Reproduce the data below verbatim, line for line, without any alteration.

* [Dataset items]:
==============================
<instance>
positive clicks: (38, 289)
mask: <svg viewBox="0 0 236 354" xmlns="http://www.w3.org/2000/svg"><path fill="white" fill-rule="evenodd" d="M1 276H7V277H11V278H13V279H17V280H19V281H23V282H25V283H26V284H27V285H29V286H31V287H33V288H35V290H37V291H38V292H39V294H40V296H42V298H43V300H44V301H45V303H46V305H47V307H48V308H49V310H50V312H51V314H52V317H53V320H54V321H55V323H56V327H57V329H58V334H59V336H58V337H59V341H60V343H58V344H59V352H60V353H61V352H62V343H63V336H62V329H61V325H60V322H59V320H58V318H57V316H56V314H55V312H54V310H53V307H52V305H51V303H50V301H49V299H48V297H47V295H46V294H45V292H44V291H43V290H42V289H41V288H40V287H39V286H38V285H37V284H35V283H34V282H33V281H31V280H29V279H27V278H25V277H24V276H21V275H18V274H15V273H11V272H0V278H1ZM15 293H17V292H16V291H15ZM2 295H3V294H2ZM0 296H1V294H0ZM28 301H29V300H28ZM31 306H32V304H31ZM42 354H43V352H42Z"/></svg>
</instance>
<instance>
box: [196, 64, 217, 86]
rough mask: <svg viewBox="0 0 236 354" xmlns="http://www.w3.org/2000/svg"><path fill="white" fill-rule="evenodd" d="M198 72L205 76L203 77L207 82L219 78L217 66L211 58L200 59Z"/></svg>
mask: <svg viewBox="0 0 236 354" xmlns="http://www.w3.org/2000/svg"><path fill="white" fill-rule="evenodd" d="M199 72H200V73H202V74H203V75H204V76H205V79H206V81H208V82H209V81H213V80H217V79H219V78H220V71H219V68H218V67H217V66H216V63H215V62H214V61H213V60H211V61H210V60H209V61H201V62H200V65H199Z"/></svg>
==============================
* [The answer]:
<instance>
positive clicks: (38, 289)
mask: <svg viewBox="0 0 236 354" xmlns="http://www.w3.org/2000/svg"><path fill="white" fill-rule="evenodd" d="M1 276H7V277H11V278H13V279H17V280H19V281H23V282H25V283H26V284H27V285H29V286H31V287H33V288H35V290H37V291H38V292H39V294H40V296H42V298H43V300H44V301H45V303H46V305H47V307H48V308H49V310H50V312H51V314H52V317H53V320H54V321H55V323H56V327H57V329H58V334H59V336H58V337H59V341H60V343H58V344H59V352H60V353H61V352H62V343H63V336H62V329H61V325H60V322H59V320H58V318H57V316H56V314H55V312H54V310H53V307H52V305H51V303H50V301H49V299H48V297H47V295H46V294H45V292H44V291H43V290H42V289H41V288H40V287H39V286H38V285H37V284H35V283H34V282H33V281H31V280H29V279H27V278H25V277H24V276H21V275H18V274H15V273H11V272H0V278H1ZM15 293H17V292H16V291H15ZM2 295H3V294H2ZM0 296H1V294H0ZM28 301H29V300H28ZM31 306H32V304H31ZM42 354H43V352H42Z"/></svg>
</instance>
<instance>
box: [196, 64, 217, 86]
rough mask: <svg viewBox="0 0 236 354" xmlns="http://www.w3.org/2000/svg"><path fill="white" fill-rule="evenodd" d="M198 72L205 76L203 77L207 82L219 78L217 66L211 58L200 59Z"/></svg>
mask: <svg viewBox="0 0 236 354" xmlns="http://www.w3.org/2000/svg"><path fill="white" fill-rule="evenodd" d="M199 72H200V73H202V74H203V75H204V76H205V79H206V81H208V82H209V81H213V80H217V79H219V78H220V71H219V68H218V67H217V66H216V63H215V62H214V61H213V60H211V61H210V60H209V61H201V62H200V65H199Z"/></svg>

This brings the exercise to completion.